Chemists Max Royzen (one from right) and Jia Sheng (far right) have received federal grants in total of just under $900,000. (Photo by Brian Busher)
ALBANY, N.Y. (March 8, 2018) – UAlbany chemists Max Royzen and Jia Sheng want to better understand how our body’s ribonucleic acid (RNA) can help fight some of the most challenging human diseases such as cancer, Alzheimer’s disease and HIV.
New funding from the National Science Foundation (NSF) will ensure they continue laying the groundwork.
Royzen and Sheng, affiliates of The RNA Institute, have received NSF grants in total of just under $900,000. The funding will support their ongoing exploratory research projects for the next three years.
For Royzen, the award is supporting his lab’s development of a chromatography-free synthesis and purification of RNA that would be applicable to any RNA strand regardless of its size. It represents the first step to the introduction of site-positioned RNA-based therapeutics, which could limit toxic damage on a patient’s body during treatment.
Sheng’s award, his lab’s first, is supporting efforts in understanding why chemical modifications are necessary for RNAs to function normally. This research is not only significant to fundamental biology, but also to the development of RNA-based drug therapeutics. In addition, the modifications have been regarded as the chemical fossils left from the original stages of life and can offer evolutionary clues.
The projects both fit into The RNA Institute’s mission of targeting DNAs molecular cousin for drug discovery and diagnostics.
‘The NSF awards to Drs. Royzen and Sheng are well deserved, as they on the cutting-edge of RNA research,” said Thomas Begley, interim director of The RNA Institute. “These exciting projects will lead to important advancements and will provide exciting training opportunities for students. We are proud to have both scientists as members of our RNA Institute, and congratulate them on their accomplishments.”

Your tasks:
A: According to the UAlbany RNA grant announcement, for how long will the NSF funding support the chemists' research projects?
B: From the UAlbany RNA grant announcement, extract everything from "For Royzen, the" down to "body during treatment.".

(Dataset excerpts)
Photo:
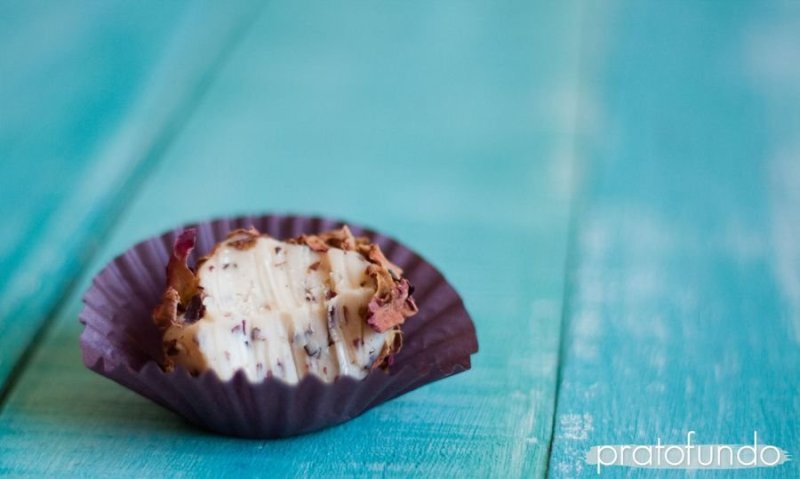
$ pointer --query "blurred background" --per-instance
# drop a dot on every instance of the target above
(613, 187)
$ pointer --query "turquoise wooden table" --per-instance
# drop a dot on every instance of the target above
(613, 187)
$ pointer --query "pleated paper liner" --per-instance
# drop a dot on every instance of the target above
(121, 342)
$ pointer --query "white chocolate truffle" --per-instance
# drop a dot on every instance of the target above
(277, 309)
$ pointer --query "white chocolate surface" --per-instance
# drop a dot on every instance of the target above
(270, 310)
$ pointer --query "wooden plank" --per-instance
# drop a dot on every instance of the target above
(448, 126)
(684, 300)
(90, 93)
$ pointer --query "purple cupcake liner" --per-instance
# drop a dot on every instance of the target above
(120, 340)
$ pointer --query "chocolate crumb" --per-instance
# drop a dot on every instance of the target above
(256, 335)
(172, 347)
(313, 351)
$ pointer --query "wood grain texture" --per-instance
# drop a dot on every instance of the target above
(448, 126)
(683, 301)
(90, 95)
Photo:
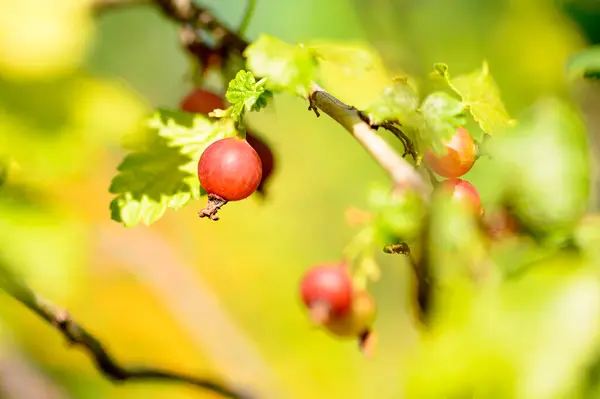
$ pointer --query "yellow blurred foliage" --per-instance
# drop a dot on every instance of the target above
(41, 38)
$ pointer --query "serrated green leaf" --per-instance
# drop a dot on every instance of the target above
(397, 103)
(442, 114)
(585, 64)
(287, 67)
(164, 174)
(246, 94)
(481, 94)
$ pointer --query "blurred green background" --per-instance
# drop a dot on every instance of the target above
(222, 298)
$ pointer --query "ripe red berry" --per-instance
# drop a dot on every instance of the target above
(500, 224)
(327, 291)
(463, 191)
(230, 168)
(358, 320)
(266, 157)
(459, 158)
(201, 101)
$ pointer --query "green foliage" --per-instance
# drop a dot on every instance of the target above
(542, 167)
(514, 341)
(480, 93)
(3, 171)
(442, 114)
(37, 241)
(353, 58)
(287, 67)
(396, 216)
(398, 102)
(163, 174)
(585, 64)
(246, 94)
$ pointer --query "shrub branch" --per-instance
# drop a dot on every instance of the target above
(76, 335)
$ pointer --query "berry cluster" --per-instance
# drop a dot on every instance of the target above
(458, 159)
(334, 303)
(233, 168)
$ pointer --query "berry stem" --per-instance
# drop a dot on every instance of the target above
(212, 207)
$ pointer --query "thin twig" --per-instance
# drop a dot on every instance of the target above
(99, 6)
(409, 148)
(403, 174)
(77, 335)
(188, 12)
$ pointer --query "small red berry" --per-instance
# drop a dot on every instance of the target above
(500, 224)
(327, 289)
(358, 320)
(266, 157)
(201, 101)
(459, 158)
(230, 168)
(463, 191)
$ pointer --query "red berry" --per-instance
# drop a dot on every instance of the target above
(459, 157)
(230, 168)
(356, 322)
(500, 224)
(201, 101)
(266, 157)
(463, 191)
(327, 287)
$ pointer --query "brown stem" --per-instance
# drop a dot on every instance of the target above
(403, 174)
(76, 335)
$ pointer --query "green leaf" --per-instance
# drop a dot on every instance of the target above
(542, 167)
(3, 171)
(480, 93)
(442, 114)
(44, 245)
(585, 64)
(354, 58)
(246, 94)
(397, 103)
(287, 67)
(397, 216)
(164, 174)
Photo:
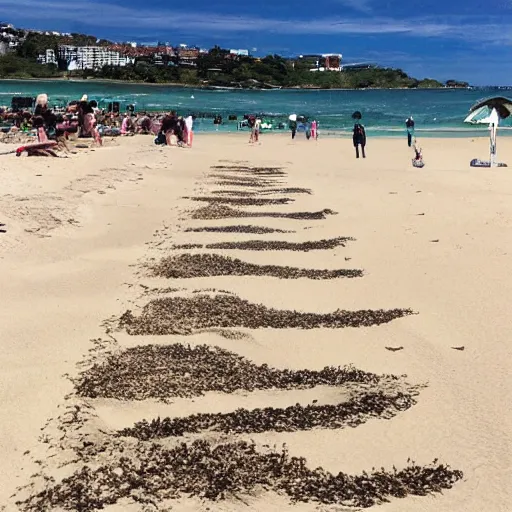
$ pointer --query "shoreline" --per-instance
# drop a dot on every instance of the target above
(78, 232)
(209, 87)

Task-by-task solutions:
A: The next three years.

B:
For Royzen, the award is supporting his lab’s development of a chromatography-free synthesis and purification of RNA that would be applicable to any RNA strand regardless of its size. It represents the first step to the introduction of site-positioned RNA-based therapeutics, which could limit toxic damage on a patient’s body during treatment.